----- EXERCISE TEXT

Categories: Public Health / Infant Nutrition / Marketing Regulation

Understanding BMS Marketing in China Through Diaries of Pregnant Women and New Mothers

Understanding BMS Marketing in China Through Diaries of Pregnant Women and New Mothers

Introduction

Breast-milk substitutes (BMS) marketing remains pervasive worldwide, but its public-health impact is most acute where breastfeeding rates are low and online advertising thrives. In China, the largest global BMS market, a UNICEF/WHO field study used a diary method to trace how pregnant women and new mothers encounter BMS online. The findings illuminate the channels, tactics, and themes shaping infant feeding decisions, and they reveal regulatory gaps in an increasingly digital marketplace.

Why a diary study matters

Traditional surveys can miss the real-time, everyday exposures that drive choices. Diaries—where participants capture screenshots or photos of BMS marketing messages over a set period—offer granular, context-rich insights into how digital marketing threads into perinatal life. In China, where online platforms are central to daily information flows, this approach helps identify not just what ads appear, but how they function within mothers’ routines and decision-making processes.

----------
----- EXCERPTED DATA

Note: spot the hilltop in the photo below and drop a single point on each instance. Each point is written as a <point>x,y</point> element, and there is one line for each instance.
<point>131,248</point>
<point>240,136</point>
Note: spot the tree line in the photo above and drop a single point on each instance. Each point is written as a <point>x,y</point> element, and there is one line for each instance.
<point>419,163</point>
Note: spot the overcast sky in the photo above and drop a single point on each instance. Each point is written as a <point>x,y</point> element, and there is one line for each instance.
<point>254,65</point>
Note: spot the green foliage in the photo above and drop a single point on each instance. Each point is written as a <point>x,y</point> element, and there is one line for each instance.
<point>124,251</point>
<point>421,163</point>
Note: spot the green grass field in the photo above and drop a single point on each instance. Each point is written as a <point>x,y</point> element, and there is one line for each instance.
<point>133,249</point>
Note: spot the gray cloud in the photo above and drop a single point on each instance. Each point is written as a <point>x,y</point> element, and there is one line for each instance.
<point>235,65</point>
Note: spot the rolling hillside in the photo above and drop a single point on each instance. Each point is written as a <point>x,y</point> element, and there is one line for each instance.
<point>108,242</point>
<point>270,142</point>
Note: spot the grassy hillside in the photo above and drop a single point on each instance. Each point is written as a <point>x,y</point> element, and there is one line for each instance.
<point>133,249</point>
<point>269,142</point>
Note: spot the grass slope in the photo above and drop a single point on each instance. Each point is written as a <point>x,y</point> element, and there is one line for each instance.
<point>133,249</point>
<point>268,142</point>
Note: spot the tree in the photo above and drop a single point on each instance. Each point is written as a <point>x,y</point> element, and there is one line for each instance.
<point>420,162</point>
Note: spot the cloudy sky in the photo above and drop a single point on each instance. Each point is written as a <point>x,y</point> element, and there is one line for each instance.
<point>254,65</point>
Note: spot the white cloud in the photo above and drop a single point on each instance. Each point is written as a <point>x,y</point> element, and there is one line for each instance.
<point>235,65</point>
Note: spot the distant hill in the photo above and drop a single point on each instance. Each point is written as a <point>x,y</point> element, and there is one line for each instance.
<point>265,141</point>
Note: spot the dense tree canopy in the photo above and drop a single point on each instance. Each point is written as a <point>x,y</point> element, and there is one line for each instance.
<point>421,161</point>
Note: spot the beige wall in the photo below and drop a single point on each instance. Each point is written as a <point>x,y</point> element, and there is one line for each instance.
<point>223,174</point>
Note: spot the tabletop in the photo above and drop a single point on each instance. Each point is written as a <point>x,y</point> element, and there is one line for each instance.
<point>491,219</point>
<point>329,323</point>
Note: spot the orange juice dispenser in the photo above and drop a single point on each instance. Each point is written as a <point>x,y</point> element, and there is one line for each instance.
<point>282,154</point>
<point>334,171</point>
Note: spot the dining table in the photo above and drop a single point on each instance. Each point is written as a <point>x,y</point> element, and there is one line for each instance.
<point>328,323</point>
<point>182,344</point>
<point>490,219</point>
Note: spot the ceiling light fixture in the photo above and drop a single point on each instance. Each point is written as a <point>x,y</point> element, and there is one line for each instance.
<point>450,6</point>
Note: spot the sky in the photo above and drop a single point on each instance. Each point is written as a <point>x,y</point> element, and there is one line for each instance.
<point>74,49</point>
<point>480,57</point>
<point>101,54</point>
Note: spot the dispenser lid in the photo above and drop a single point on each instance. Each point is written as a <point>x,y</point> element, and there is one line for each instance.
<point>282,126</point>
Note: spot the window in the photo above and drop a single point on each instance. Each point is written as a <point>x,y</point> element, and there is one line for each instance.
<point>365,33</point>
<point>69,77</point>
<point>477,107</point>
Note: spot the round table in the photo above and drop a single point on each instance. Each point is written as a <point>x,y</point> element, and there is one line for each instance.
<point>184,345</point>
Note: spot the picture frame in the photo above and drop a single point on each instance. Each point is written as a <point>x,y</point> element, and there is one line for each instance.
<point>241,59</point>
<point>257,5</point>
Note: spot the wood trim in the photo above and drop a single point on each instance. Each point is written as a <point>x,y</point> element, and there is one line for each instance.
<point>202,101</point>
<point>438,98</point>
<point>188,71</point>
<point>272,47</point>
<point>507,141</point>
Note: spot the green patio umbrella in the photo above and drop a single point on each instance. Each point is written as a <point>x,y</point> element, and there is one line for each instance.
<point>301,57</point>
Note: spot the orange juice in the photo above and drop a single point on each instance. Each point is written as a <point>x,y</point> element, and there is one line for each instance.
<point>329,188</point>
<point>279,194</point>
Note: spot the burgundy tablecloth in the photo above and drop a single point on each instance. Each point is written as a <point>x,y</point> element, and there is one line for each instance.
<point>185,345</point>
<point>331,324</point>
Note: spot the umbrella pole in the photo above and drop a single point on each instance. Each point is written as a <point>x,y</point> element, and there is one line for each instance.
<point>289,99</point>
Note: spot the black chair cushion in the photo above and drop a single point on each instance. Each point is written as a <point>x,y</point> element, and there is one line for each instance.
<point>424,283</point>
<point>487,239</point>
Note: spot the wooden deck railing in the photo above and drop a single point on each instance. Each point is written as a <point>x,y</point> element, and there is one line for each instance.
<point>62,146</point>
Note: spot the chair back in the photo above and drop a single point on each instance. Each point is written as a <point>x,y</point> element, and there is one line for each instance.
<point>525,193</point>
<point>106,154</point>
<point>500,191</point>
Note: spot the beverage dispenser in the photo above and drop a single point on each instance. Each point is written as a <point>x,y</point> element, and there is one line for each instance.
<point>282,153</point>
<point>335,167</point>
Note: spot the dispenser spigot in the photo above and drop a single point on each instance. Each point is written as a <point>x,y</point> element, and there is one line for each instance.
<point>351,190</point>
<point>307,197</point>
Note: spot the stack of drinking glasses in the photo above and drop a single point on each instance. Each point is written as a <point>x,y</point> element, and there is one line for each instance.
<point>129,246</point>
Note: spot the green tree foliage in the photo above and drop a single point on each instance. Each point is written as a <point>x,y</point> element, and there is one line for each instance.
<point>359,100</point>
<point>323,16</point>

----------

ACTION ITEM: Copy out the full text above on breast-milk substitute marketing in China, word for word.

FINISHED EXERCISE:
Categories: Public Health / Infant Nutrition / Marketing Regulation

Understanding BMS Marketing in China Through Diaries of Pregnant Women and New Mothers

Understanding BMS Marketing in China Through Diaries of Pregnant Women and New Mothers

Introduction

Breast-milk substitutes (BMS) marketing remains pervasive worldwide, but its public-health impact is most acute where breastfeeding rates are low and online advertising thrives. In China, the largest global BMS market, a UNICEF/WHO field study used a diary method to trace how pregnant women and new mothers encounter BMS online. The findings illuminate the channels, tactics, and themes shaping infant feeding decisions, and they reveal regulatory gaps in an increasingly digital marketplace.

Why a diary study matters

Traditional surveys can miss the real-time, everyday exposures that drive choices. Diaries—where participants capture screenshots or photos of BMS marketing messages over a set period—offer granular, context-rich insights into how digital marketing threads into perinatal life. In China, where online platforms are central to daily information flows, this approach helps identify not just what ads appear, but how they function within mothers’ routines and decision-making processes.